Gone in an instant
This has been a very sad time in my family’s lives. My father’s cancer has gotten the better of him. He is very weak and hasn’t been able to walk in a month and a half. He lives in his bedroom—either on the bed or the recliner. Someone has to be with him all day. Since I live with him, I get the bulk of it. I am getting help from my sister and my brother’s family. He doesn’t want any outsiders helping him. We do have hospice assisting us.
This has cut into my riding. I still ride, but less often and the rides are shorter. My time with my boyfriend is limited to riding together and when he visits me at my house. I don’t even get to see my sister enough. She is working weekends, now, so she can be on Dad Watch a couple days during the week. I take a couple vacation days every week, too, just to stay home. I do a lot of gardening, the dog is getting a better walks and I read. Thunder the Wonder Cat, loves having me home so much. He’s the only one happy with the situation.

· · ·

■ Task requirements
- 1) Please explain, in one to three sentences, why the sister in the caregiving post is now working weekends.
- 2) Carry on the caregiving post after its final sentence, in the same first-person voice.

■ Data below
· · ·

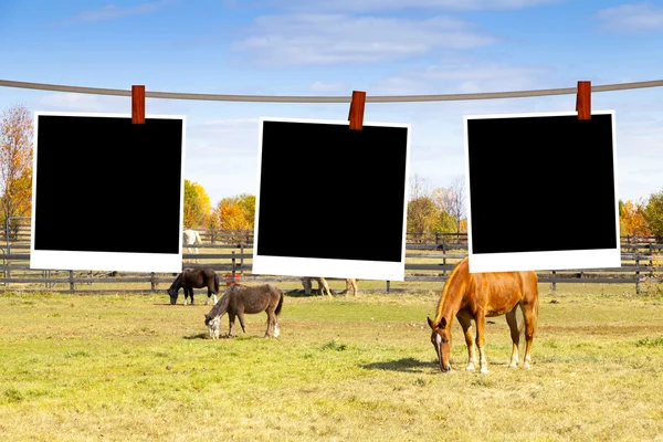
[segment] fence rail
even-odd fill
[[[653,251],[655,248],[649,244],[645,253],[631,253],[631,245],[622,245],[621,267],[568,269],[538,272],[539,282],[550,283],[552,291],[556,290],[558,283],[632,284],[635,285],[635,292],[640,293],[641,283],[648,278],[657,277],[657,261],[654,262],[654,254],[646,253]],[[197,246],[202,253],[183,253],[182,267],[212,269],[218,273],[222,273],[228,283],[238,280],[248,283],[298,281],[297,277],[292,276],[253,274],[251,244],[240,244],[239,250],[231,250],[231,253],[213,252],[218,249],[232,249],[234,245],[206,243],[197,244]],[[443,284],[455,263],[467,255],[466,249],[466,244],[456,244],[449,248],[435,243],[407,244],[404,281]],[[165,291],[159,285],[170,285],[173,281],[173,274],[169,273],[146,274],[120,272],[122,276],[112,276],[112,272],[32,270],[29,265],[30,253],[24,253],[24,250],[30,250],[29,243],[14,243],[11,244],[9,250],[0,251],[0,272],[3,275],[3,277],[0,277],[0,284],[4,286],[6,291],[13,288],[29,292],[52,291],[63,293],[155,293]],[[206,250],[211,250],[212,253],[204,253]],[[190,262],[191,260],[198,260],[198,262]],[[428,260],[429,262],[413,262],[415,260]],[[401,291],[392,286],[393,282],[386,281],[385,283],[385,292]],[[105,288],[92,290],[91,285],[94,284],[103,284]],[[119,288],[119,286],[126,286],[127,284],[145,284],[149,288]],[[117,285],[118,288],[107,288],[108,285]],[[57,288],[57,286],[64,286],[65,288]],[[425,288],[410,287],[408,290],[418,291]]]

· · ·

■ Task-by-task answers
- 1) She works weekends so she can be on Dad Watch a couple of days during the week. That lets her share the all-day care their father needs.

- 2)
My sister and I have both learned to never take anything for granted, again. I never was one to do that in the first place, but now I realize that it applies to EVERYTHING. Our lives have been turned upside down. I have learned to appreciate any horse time I can get. I am even enjoying the chores at the barn more than ever. I like going to work, too, since I can’t go as often as before. But it is more than that. I have seen what has happened to my father. I have learned to appreciate walking, looking out the windows, eating a big meal, taking a shower and stepping outside the door. These are things he hasn’t been able to do. He took them for granted, too.
He would love to look at the garden I spent so much time taking care of—and he would love to be able to eat more of the produce I am harvesting. The appetite isn’t there, anymore, and food doesn’t taste right.
As I walk down the driveway to get the paper in the morning, something that used to be his job, I look at all the lovely trees and I notice their beauty. I never paid attention to them, before. They were just the trees I saw every day. They look different to me now; because I know the ability to see them could be gone, in an instant.